** begin THE RECORDS **

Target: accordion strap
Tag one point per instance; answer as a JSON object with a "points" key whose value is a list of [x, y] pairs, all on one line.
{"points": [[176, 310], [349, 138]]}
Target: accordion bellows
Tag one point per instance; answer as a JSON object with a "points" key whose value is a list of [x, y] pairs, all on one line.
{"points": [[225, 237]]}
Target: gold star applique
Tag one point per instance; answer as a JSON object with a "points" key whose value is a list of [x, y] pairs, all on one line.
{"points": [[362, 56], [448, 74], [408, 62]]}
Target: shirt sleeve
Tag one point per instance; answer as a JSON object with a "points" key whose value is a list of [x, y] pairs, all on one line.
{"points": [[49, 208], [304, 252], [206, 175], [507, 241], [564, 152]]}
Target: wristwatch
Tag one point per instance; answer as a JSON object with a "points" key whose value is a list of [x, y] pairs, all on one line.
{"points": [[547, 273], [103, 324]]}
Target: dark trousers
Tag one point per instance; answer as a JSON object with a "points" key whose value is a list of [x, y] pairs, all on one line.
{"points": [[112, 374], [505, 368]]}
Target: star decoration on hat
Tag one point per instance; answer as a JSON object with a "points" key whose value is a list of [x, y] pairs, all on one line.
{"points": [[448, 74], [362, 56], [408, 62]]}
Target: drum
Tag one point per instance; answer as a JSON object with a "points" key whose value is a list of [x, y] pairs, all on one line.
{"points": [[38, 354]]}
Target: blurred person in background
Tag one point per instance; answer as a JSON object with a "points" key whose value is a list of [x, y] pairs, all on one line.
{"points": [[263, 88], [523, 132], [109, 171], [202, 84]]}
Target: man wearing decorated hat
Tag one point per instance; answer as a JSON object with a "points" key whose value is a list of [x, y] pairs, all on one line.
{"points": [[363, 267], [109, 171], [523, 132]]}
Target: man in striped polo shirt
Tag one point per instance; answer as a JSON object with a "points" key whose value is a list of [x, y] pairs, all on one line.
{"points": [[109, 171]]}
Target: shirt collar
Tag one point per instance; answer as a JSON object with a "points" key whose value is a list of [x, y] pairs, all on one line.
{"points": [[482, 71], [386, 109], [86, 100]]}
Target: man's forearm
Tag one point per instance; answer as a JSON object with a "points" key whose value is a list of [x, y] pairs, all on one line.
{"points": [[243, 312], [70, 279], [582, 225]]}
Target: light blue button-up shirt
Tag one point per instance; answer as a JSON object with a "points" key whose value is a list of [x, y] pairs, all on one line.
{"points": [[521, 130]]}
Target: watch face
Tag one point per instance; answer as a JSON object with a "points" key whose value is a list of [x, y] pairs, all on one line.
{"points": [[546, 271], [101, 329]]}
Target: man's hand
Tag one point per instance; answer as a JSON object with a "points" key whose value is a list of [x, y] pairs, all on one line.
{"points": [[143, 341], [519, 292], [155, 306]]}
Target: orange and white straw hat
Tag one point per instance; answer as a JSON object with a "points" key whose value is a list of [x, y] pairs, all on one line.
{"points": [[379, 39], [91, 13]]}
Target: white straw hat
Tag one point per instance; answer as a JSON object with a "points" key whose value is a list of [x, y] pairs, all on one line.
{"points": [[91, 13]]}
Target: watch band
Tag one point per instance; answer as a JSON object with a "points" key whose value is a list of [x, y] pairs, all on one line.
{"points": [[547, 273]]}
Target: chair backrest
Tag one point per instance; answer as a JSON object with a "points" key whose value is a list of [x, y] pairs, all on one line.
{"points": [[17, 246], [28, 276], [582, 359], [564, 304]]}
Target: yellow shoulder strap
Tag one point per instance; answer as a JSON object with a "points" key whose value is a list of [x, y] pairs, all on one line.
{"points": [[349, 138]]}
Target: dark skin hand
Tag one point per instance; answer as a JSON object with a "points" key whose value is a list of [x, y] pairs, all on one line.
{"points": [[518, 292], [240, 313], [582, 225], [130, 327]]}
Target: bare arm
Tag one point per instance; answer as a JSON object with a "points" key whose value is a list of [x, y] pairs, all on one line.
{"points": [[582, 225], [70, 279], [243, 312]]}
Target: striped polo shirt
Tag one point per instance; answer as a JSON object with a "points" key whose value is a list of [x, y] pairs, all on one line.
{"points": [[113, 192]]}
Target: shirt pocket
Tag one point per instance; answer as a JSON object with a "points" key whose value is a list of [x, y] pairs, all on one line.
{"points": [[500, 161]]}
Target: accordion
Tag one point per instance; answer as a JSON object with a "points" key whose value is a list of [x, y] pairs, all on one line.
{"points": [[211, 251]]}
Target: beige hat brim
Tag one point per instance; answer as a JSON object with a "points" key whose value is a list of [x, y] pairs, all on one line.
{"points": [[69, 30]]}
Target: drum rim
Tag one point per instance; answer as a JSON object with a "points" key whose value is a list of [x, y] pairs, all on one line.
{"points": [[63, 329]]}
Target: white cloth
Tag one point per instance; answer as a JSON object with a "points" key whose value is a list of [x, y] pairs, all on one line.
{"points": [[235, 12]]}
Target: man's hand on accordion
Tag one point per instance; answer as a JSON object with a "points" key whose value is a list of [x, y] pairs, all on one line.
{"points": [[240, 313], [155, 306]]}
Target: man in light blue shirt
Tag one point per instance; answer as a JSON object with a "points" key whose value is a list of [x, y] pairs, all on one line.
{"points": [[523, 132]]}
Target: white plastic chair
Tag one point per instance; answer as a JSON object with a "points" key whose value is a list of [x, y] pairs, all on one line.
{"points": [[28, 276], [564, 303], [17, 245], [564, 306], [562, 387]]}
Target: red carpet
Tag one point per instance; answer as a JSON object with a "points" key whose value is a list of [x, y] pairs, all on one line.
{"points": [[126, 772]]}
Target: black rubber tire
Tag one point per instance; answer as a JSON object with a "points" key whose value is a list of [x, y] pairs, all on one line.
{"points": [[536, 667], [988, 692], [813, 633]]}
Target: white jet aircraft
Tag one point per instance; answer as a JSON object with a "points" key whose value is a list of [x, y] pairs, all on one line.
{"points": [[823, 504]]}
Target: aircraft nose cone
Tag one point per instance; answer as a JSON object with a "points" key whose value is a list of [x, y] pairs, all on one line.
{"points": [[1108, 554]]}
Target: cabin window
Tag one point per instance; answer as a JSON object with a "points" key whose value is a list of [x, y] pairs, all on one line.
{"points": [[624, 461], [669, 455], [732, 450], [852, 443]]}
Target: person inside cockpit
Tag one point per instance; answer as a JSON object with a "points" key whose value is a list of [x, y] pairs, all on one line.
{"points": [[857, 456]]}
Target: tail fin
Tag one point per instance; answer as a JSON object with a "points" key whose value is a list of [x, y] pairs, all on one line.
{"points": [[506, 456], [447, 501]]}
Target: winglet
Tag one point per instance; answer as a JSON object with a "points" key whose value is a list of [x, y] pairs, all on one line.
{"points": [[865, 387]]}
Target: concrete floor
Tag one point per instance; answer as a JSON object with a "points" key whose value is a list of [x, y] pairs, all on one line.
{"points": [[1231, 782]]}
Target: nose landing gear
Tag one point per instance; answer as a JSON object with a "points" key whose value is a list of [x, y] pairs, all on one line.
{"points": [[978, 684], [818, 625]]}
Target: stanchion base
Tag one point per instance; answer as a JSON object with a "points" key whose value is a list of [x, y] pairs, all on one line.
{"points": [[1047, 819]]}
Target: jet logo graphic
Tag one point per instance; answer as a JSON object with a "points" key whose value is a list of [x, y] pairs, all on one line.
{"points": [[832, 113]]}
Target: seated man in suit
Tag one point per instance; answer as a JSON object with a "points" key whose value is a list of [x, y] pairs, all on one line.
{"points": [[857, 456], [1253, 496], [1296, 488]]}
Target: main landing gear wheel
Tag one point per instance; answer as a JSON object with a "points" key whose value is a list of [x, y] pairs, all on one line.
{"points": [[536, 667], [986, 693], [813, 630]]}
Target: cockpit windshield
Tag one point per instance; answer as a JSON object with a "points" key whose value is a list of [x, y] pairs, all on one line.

** end THE RECORDS **

Output the lines from the line containing "Target: cabin window" to the end, both included; add nothing.

Target: cabin window
Tag one point per instance; answer as a JSON object with a "points" key whose value is a list of [x, y] pairs, all on one line.
{"points": [[624, 461], [669, 455], [732, 450], [852, 443]]}
Target: person inside cockpit
Tag one point per instance; answer as a JSON object with a "points" key whose value is a list of [x, y] pairs, all on one line.
{"points": [[857, 456]]}
Target: tail fin
Tag one point per instance; answer as a JSON object with a "points" key whose value is a list of [x, y] pairs, all on one line.
{"points": [[506, 456], [447, 501]]}
Target: winglet
Tag one point per instance; answer as a JSON object with a "points" key whose value is a list of [x, y] pairs, all on one line.
{"points": [[865, 387]]}
Target: concrete floor
Tag one point per instance; answer as a JSON object with a "points" key whose value is a list of [x, y] pairs, all on one line.
{"points": [[1231, 782]]}
Target: nose landing gear
Tag one point per instance; answer as a JSON object with a "points" key whose value is a list of [x, y] pairs, all on one line.
{"points": [[978, 684], [818, 625]]}
Target: stanchion base
Tag one point per instance; answer as a JSON object with a "points" key whose value is a list of [x, y] pairs, all on one line.
{"points": [[1047, 819]]}
Target: jet logo graphic
Tag one point per instance; answer as a JSON object with a "points" key whose value is a list of [x, y] pairs, all on one line.
{"points": [[832, 113]]}
Target: seated man in suit
Tag one point per instance; answer as a JSON object with a "points" key whose value is a list of [x, y] pairs, all on one line.
{"points": [[857, 456], [1253, 496], [1296, 488]]}
Target: main landing gear wheel
Tag one point per instance; answer as a JSON object with a "points" key whose value is a list of [x, y] pairs, all on one line.
{"points": [[536, 667], [986, 693], [813, 630]]}
Target: cockpit windshield
Tag one point per instance; answer as a JSON object with a "points" key whose value is a list of [x, y] pairs, all on one line.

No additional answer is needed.